_Aim_
Turn everything in the listing from the line containing "Give bounding boxes for each dense" down to the line containing "[164,223,181,246]" into a Markdown table with the columns Row and Text. Number each line in Row, and skip blank lines.
------ Material
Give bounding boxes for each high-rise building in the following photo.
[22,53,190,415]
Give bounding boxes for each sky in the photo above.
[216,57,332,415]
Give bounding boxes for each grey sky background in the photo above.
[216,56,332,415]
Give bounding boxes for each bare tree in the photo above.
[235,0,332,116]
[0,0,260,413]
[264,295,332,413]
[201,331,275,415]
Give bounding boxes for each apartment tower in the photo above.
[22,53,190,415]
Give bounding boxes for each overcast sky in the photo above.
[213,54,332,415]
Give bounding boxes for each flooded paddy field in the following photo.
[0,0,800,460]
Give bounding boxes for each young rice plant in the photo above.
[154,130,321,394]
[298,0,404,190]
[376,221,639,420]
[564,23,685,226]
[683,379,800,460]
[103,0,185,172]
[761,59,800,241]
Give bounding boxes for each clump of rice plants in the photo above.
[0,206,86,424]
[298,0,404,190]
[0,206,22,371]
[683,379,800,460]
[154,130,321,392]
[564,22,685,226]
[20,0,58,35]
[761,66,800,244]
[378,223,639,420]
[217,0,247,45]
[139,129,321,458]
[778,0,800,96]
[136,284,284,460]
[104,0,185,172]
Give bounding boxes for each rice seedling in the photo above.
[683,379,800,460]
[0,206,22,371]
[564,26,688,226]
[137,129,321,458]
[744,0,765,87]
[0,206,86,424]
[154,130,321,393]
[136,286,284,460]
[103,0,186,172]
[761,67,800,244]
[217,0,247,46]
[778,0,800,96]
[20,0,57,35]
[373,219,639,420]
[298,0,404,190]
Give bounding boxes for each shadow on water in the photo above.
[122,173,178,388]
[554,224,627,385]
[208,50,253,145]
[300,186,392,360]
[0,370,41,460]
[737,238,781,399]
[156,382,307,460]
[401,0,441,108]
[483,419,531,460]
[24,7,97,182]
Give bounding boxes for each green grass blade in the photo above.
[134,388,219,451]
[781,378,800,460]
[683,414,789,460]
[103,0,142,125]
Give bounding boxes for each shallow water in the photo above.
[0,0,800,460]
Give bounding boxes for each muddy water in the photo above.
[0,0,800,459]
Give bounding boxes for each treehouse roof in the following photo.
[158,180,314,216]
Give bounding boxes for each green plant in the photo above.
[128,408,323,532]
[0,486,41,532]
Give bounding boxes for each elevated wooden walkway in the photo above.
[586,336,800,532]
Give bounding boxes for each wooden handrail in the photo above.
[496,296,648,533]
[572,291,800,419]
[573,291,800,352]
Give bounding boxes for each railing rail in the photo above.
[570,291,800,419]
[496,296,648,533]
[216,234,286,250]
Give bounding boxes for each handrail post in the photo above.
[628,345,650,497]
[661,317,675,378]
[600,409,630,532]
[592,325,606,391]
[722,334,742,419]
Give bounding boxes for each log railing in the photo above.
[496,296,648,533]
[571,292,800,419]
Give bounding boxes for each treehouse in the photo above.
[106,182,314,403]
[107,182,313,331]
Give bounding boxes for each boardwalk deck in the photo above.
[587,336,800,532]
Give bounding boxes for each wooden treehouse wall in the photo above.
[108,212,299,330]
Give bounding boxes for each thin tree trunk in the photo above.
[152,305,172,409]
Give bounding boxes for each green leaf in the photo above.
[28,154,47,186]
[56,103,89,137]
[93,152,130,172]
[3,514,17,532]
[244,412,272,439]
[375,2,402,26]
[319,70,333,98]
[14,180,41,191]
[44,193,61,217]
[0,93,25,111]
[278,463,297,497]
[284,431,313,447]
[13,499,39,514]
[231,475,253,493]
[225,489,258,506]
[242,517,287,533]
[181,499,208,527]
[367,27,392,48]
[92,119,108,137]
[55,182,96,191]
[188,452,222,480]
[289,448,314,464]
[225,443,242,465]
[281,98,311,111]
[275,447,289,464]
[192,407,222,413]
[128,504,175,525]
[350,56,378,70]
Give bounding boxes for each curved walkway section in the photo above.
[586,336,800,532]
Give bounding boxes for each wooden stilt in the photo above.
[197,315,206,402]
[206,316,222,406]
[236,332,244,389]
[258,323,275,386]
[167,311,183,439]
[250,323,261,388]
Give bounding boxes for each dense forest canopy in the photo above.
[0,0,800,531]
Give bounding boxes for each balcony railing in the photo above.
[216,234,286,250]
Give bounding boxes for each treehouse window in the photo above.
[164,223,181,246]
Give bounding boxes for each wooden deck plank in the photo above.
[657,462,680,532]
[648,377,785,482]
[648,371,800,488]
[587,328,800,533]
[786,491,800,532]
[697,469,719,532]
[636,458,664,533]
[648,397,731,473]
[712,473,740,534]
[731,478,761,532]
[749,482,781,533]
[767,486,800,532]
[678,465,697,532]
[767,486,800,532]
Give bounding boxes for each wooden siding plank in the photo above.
------------
_Correct answer_
| Row | Text |
|---|---|
| 1 | Give bounding boxes for each dense forest canopy in the photo above. |
| 2 | [0,0,800,531] |
| 3 | Give bounding boxes for each balcony railing in the photo above. |
| 4 | [216,234,286,250] |
| 5 | Give bounding boxes for each treehouse window in the photo above. |
| 6 | [164,223,181,246] |